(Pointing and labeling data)
════

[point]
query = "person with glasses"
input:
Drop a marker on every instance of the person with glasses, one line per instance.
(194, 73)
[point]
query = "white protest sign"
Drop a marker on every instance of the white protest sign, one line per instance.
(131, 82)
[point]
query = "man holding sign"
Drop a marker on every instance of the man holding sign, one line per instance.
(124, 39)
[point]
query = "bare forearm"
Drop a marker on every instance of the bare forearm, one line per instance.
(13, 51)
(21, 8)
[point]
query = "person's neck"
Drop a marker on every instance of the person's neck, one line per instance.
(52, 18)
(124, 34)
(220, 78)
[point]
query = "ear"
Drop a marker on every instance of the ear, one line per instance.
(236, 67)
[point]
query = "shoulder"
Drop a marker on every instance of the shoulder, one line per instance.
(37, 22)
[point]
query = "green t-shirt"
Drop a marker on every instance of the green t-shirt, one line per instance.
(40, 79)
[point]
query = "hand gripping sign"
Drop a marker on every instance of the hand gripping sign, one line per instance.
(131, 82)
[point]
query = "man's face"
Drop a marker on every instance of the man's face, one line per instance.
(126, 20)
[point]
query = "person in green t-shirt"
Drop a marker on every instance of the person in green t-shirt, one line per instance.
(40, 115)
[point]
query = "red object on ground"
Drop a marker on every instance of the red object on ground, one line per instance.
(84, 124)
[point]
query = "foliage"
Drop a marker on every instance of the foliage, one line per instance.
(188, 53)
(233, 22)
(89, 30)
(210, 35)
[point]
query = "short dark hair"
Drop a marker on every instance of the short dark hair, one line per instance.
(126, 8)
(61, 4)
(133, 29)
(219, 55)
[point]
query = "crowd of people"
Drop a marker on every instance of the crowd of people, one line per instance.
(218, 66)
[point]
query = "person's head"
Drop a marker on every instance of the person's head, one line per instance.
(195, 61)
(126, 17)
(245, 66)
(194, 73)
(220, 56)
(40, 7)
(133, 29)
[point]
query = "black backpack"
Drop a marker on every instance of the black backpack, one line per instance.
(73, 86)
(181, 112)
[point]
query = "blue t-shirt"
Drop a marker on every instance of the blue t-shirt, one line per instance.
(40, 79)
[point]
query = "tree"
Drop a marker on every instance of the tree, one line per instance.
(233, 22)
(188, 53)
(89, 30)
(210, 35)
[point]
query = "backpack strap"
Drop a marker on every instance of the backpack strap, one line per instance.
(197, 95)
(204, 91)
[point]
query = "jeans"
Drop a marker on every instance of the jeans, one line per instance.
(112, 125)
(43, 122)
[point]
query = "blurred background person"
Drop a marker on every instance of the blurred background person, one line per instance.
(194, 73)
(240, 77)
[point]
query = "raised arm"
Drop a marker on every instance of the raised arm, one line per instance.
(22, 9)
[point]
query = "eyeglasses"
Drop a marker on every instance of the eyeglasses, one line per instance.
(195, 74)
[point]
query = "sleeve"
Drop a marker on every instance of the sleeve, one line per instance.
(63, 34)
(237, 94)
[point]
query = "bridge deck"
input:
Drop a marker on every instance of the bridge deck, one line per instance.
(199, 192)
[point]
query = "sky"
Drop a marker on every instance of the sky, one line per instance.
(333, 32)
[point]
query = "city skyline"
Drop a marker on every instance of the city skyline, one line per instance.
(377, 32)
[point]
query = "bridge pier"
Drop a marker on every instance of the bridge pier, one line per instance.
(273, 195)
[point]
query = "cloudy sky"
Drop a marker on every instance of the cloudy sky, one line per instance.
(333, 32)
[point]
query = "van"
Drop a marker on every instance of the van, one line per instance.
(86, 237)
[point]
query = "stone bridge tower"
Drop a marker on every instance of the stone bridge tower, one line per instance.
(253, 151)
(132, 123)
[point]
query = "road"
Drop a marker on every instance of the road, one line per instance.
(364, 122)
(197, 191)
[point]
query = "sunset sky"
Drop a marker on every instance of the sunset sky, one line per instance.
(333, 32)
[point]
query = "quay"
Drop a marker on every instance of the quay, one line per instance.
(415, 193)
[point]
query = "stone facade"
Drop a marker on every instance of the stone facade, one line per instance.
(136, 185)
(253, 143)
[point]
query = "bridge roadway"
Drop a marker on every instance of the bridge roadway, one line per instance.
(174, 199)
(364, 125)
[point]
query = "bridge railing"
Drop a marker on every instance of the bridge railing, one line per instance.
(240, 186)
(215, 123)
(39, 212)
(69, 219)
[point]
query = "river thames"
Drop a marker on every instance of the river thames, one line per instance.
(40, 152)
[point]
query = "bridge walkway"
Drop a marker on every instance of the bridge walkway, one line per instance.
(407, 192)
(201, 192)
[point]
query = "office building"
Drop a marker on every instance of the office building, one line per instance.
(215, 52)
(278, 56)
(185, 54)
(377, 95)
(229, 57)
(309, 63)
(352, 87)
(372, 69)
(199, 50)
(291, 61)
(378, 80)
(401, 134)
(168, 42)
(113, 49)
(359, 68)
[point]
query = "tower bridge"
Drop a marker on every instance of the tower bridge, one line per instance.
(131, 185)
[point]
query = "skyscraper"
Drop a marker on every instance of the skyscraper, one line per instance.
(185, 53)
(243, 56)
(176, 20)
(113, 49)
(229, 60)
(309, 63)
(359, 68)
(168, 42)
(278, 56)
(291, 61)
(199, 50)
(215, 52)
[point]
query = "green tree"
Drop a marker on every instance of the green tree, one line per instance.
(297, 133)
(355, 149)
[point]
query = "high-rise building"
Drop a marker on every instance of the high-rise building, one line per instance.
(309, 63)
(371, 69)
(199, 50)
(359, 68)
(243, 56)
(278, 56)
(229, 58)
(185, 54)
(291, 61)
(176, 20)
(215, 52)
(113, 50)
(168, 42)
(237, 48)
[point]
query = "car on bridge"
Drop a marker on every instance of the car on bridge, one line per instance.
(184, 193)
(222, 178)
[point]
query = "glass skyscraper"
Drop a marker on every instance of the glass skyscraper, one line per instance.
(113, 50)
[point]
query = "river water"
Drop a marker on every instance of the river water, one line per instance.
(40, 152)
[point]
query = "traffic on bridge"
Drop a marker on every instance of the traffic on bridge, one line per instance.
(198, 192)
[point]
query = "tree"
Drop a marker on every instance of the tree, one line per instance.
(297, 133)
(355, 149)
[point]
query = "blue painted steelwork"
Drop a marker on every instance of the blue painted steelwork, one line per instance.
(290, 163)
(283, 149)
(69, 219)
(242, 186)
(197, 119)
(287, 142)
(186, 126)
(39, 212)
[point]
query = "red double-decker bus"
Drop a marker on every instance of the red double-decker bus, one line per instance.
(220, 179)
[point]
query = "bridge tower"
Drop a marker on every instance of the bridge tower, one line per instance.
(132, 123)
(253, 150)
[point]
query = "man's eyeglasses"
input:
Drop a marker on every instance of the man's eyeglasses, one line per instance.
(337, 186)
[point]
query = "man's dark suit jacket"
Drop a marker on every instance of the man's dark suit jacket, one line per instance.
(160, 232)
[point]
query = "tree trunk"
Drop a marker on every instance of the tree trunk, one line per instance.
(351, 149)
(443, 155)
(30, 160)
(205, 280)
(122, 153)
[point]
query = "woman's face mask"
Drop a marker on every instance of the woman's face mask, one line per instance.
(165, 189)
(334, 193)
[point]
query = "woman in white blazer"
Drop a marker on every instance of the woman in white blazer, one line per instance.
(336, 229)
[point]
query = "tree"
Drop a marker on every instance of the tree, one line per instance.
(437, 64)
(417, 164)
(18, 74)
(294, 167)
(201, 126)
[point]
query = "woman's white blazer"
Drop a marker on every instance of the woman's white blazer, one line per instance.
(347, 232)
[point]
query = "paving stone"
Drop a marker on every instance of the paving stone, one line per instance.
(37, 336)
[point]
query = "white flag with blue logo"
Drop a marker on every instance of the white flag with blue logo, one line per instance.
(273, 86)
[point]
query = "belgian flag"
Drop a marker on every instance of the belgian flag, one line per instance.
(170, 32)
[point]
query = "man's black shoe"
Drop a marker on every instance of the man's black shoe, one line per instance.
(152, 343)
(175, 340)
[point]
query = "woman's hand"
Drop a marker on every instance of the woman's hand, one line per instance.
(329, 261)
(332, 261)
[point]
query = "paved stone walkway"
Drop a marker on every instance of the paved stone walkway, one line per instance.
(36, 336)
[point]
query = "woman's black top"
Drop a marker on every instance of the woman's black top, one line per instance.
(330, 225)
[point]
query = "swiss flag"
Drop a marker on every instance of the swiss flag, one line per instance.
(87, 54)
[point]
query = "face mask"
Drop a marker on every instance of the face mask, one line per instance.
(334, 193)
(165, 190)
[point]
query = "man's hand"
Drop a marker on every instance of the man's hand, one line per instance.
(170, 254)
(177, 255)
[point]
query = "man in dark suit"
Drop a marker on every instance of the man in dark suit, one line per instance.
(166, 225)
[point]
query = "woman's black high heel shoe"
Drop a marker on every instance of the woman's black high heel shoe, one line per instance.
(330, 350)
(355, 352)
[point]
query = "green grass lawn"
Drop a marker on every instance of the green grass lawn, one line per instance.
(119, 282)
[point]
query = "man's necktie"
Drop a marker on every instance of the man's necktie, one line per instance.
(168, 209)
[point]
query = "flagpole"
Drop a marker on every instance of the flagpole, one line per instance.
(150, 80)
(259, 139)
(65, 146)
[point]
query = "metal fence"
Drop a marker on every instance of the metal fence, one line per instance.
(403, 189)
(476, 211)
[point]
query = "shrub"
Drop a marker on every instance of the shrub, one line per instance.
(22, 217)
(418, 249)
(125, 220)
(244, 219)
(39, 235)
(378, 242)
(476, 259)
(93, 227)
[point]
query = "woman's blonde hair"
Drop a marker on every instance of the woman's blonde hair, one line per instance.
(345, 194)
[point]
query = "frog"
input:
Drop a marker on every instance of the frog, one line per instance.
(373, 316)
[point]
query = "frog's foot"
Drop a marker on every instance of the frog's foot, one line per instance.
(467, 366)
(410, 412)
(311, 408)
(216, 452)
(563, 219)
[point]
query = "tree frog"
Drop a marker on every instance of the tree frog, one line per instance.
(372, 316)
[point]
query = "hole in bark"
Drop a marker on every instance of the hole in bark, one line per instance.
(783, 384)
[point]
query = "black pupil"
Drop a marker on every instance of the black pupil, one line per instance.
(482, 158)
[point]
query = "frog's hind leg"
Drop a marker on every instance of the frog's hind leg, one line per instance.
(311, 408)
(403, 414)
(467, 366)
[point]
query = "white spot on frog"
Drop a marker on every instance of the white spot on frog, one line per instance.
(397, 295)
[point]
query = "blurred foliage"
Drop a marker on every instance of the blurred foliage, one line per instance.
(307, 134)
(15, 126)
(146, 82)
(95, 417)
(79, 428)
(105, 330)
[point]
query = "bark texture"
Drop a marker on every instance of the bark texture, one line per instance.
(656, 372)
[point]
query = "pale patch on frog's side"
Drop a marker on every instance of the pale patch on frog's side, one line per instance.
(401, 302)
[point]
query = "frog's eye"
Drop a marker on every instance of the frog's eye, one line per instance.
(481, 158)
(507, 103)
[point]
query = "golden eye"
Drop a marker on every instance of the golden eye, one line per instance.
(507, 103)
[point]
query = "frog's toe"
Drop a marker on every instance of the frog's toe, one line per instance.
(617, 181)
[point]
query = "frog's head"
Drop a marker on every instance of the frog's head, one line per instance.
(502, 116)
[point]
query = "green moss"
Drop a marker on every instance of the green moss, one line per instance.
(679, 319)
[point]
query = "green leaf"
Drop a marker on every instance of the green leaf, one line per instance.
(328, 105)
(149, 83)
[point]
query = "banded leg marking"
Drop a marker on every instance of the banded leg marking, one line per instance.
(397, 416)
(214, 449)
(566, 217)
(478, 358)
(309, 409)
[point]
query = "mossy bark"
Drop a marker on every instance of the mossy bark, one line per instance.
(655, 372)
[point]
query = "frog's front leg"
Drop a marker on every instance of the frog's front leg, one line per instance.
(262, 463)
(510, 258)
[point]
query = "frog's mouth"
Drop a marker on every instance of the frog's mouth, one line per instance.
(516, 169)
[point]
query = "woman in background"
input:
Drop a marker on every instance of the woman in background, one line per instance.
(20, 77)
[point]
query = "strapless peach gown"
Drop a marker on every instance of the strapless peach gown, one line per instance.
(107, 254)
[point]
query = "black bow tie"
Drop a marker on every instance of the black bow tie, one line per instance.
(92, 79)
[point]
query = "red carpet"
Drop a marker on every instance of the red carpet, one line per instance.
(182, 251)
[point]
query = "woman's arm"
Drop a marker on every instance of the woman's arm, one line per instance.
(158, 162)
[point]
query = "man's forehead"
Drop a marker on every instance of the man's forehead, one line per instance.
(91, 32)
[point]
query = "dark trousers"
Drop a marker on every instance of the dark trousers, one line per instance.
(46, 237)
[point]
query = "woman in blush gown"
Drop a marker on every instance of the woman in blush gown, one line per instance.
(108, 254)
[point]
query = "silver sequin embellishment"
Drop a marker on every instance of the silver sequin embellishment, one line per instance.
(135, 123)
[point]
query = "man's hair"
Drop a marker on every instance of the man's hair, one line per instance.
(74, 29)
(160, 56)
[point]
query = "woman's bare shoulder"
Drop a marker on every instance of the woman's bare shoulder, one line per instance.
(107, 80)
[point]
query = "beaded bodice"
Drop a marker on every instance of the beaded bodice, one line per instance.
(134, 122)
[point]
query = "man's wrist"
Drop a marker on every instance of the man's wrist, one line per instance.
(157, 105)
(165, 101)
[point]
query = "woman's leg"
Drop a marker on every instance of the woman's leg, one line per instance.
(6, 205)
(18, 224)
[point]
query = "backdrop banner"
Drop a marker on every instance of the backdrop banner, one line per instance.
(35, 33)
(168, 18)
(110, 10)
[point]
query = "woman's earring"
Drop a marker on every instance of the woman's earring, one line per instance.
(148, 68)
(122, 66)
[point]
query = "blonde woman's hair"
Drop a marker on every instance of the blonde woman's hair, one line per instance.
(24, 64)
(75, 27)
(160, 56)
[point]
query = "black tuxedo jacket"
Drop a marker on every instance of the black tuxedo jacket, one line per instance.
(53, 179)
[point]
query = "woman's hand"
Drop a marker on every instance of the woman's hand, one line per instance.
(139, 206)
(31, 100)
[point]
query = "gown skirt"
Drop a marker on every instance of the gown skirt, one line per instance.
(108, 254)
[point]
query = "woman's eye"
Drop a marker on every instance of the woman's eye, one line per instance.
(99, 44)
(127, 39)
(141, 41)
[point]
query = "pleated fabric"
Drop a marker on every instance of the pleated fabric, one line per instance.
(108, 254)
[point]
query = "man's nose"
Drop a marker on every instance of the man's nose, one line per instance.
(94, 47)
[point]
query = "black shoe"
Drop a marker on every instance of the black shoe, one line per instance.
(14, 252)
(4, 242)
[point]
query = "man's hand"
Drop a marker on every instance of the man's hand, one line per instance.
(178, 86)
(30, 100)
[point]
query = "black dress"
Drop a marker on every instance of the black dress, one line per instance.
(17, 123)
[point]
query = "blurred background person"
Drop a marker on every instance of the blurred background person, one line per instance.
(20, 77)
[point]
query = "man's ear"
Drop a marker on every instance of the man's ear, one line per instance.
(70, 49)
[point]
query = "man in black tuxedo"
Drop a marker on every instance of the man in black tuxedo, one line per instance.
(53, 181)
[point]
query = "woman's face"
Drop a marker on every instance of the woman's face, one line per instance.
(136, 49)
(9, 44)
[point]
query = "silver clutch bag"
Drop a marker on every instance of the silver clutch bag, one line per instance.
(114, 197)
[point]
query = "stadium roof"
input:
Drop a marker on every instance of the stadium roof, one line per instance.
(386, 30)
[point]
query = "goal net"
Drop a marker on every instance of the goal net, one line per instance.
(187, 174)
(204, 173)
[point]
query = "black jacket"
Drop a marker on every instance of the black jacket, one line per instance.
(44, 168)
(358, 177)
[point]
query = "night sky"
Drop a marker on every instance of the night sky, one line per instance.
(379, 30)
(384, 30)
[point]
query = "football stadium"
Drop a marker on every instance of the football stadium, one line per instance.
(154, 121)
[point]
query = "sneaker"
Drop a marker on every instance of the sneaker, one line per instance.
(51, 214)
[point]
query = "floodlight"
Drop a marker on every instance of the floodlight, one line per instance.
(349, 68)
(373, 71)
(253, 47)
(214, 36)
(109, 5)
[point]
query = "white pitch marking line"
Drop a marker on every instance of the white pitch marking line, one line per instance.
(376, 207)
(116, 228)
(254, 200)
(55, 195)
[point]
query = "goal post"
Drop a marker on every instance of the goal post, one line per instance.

════

Collect every line of the data above that contains the string "nose", and copy each one. Case counts.

Full output:
query = "man's nose"
Drop a marker on every instance of the man's nose, one line per instance.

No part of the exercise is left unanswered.